§ Exercise aim: Count the lines in the rows below that contain the string "bare", matching case exactly, and reply with only that number.

----- Data extract -----

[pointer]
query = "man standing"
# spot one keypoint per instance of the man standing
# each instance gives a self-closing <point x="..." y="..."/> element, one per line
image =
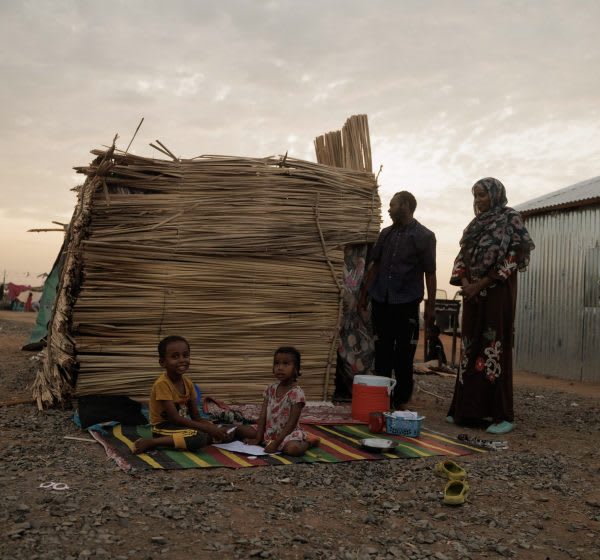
<point x="403" y="254"/>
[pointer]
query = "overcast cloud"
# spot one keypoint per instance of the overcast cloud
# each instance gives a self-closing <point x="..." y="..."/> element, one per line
<point x="454" y="90"/>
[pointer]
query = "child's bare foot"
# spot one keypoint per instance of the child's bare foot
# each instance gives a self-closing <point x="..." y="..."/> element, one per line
<point x="142" y="445"/>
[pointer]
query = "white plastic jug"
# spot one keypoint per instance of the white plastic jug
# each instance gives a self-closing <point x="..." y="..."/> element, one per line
<point x="375" y="381"/>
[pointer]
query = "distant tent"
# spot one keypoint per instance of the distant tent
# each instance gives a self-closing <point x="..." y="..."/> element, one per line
<point x="40" y="330"/>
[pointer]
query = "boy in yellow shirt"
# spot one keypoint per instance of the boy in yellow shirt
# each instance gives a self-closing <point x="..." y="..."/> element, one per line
<point x="173" y="412"/>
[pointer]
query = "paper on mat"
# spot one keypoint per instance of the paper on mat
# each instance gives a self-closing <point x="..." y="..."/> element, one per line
<point x="240" y="447"/>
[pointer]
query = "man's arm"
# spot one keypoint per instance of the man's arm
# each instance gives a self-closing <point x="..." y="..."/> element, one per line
<point x="367" y="283"/>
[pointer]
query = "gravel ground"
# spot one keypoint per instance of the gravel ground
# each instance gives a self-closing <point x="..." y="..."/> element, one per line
<point x="538" y="499"/>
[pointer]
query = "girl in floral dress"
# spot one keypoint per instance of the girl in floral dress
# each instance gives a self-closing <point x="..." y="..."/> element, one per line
<point x="494" y="246"/>
<point x="278" y="424"/>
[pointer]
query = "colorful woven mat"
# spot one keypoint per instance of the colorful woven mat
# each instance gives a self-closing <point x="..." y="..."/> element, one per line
<point x="337" y="444"/>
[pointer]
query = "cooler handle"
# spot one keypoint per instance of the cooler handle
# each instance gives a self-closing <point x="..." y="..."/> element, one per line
<point x="391" y="386"/>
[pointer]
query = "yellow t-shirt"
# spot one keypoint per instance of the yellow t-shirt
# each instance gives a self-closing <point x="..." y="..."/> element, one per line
<point x="164" y="390"/>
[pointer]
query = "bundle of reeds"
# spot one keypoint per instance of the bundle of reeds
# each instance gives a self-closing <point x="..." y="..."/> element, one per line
<point x="349" y="148"/>
<point x="239" y="255"/>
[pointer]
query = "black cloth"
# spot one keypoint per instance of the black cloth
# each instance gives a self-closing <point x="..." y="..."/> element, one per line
<point x="403" y="254"/>
<point x="435" y="350"/>
<point x="94" y="409"/>
<point x="397" y="333"/>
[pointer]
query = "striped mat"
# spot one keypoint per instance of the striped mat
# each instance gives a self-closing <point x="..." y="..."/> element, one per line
<point x="338" y="443"/>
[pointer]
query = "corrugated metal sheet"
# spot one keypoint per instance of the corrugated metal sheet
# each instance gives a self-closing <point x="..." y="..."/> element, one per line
<point x="556" y="333"/>
<point x="580" y="192"/>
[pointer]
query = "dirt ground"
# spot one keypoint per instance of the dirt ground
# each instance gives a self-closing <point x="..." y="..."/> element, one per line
<point x="539" y="499"/>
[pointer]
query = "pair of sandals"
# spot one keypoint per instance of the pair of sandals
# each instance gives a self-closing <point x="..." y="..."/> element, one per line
<point x="457" y="487"/>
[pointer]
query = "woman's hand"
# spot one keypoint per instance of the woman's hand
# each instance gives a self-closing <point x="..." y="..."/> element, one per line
<point x="472" y="289"/>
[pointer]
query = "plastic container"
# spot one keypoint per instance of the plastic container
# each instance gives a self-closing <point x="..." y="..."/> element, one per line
<point x="370" y="393"/>
<point x="409" y="427"/>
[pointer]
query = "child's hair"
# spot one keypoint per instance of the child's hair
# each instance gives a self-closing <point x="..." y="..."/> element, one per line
<point x="292" y="352"/>
<point x="162" y="345"/>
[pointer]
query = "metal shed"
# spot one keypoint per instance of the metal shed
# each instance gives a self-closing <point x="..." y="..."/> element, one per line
<point x="558" y="305"/>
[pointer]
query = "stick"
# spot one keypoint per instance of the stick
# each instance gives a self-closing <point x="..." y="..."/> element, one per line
<point x="134" y="135"/>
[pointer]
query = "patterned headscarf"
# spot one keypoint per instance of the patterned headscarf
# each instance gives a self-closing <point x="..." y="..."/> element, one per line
<point x="496" y="241"/>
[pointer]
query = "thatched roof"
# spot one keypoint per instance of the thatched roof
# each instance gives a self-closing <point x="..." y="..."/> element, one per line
<point x="239" y="255"/>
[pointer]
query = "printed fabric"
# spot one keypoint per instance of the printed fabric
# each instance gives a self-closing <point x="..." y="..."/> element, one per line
<point x="278" y="414"/>
<point x="495" y="243"/>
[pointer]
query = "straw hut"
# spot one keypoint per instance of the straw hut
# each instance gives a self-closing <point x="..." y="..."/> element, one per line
<point x="240" y="255"/>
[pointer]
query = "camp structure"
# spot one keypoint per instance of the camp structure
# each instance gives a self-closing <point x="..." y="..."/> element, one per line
<point x="558" y="320"/>
<point x="239" y="255"/>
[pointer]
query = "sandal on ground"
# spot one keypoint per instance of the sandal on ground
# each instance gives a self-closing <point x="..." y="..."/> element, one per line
<point x="450" y="470"/>
<point x="501" y="428"/>
<point x="455" y="492"/>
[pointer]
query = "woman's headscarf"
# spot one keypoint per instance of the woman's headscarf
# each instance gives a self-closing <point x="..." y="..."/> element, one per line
<point x="496" y="241"/>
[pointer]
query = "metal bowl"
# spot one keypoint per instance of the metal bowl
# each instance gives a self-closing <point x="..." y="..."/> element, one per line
<point x="378" y="444"/>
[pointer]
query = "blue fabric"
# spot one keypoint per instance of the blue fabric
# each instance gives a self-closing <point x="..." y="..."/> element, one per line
<point x="403" y="254"/>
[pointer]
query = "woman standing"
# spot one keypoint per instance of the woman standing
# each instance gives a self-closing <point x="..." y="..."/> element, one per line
<point x="494" y="246"/>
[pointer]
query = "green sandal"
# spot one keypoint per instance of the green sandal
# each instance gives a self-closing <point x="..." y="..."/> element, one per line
<point x="501" y="428"/>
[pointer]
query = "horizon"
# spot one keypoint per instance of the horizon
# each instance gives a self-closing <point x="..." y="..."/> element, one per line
<point x="454" y="91"/>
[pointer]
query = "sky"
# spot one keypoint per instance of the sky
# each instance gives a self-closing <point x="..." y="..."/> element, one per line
<point x="454" y="91"/>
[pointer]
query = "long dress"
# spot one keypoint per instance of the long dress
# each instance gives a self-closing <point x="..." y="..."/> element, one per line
<point x="495" y="245"/>
<point x="484" y="384"/>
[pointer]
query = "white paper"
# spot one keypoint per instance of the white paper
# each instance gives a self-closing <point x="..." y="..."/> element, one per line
<point x="241" y="447"/>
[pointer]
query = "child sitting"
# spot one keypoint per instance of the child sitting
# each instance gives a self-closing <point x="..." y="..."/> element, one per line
<point x="277" y="428"/>
<point x="173" y="412"/>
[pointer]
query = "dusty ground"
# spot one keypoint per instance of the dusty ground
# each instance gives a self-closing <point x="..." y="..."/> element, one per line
<point x="538" y="499"/>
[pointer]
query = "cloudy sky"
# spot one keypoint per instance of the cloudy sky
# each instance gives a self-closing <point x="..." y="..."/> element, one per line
<point x="454" y="91"/>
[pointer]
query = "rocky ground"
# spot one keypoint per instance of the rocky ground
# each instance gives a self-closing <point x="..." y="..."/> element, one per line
<point x="539" y="499"/>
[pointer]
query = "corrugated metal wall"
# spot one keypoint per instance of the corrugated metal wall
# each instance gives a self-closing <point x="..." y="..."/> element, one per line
<point x="558" y="309"/>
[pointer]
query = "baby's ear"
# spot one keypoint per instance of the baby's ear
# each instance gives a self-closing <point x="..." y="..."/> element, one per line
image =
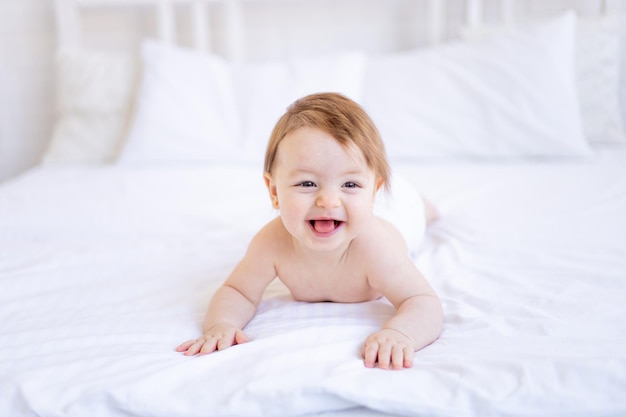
<point x="271" y="188"/>
<point x="379" y="184"/>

-----

§ Finished answer: 2